§ TASKS TO CARRY OUT:
#1 Answer these questions about the section on amount of benefit, one line per answer, marked like the questions:
(a) What document sets forth the benefits provided to an Eligible Employee?
(b) Who chooses the Non-Eligible Employees who may receive benefits?
(c) When benefits are provided to a Non-Eligible Employee, what are the Plan's references to "Eligible Employee" deemed to refer to?
#2 List every capitalized term used in the body of the section on amount of benefit. Leave out the subsection headings and any word capitalized only because it begins a sentence, and count singular and plural forms as one term.
#3 From the section on amount of benefit, reproduce the passage that begins at the words "Section 3. AMOUNT OF" and ends after the words "such Non-Eligible Employee.".

Section 3. AMOUNT OF BENEFIT.

(a) Severance Benefit. Benefits under the Plan shall be provided to an Eligible Employee as set forth in the Participation Agreement.

(b) Additional Benefits. Notwithstanding the foregoing, the Company may, in its sole discretion, provide benefits to employees or consultants who are not Eligible Employees (“Non-Eligible Employees”) chosen by the Plan Administrator, in its sole discretion, and the provision of any such benefits to a Non-Eligible Employee shall in no way obligate the Company to provide such benefits to any other Non-Eligible Employee, even if similarly situated. If benefits under the Plan are provided to a Non-Eligible Employee, references in the Plan to “Eligible Employee” (and similar references) shall be deemed to refer to such Non-Eligible Employee.

(Position annotation records)
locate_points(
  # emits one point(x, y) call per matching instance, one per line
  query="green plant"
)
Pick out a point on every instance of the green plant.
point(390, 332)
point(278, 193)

§ OUTPUTS BY TASK:
#1
(a) The Participation Agreement.
(b) The Plan Administrator.
(c) Such Non-Eligible Employee.

#2
Plan
Eligible Employee
Participation Agreement
Company
Non-Eligible Employee
Plan Administrator

#3
Section 3. AMOUNT OF BENEFIT.

(a) Severance Benefit. Benefits under the Plan shall be provided to an Eligible Employee as set forth in the Participation Agreement.

(b) Additional Benefits. Notwithstanding the foregoing, the Company may, in its sole discretion, provide benefits to employees or consultants who are not Eligible Employees (“Non-Eligible Employees”) chosen by the Plan Administrator, in its sole discretion, and the provision of any such benefits to a Non-Eligible Employee shall in no way obligate the Company to provide such benefits to any other Non-Eligible Employee, even if similarly situated. If benefits under the Plan are provided to a Non-Eligible Employee, references in the Plan to “Eligible Employee” (and similar references) shall be deemed to refer to such Non-Eligible Employee.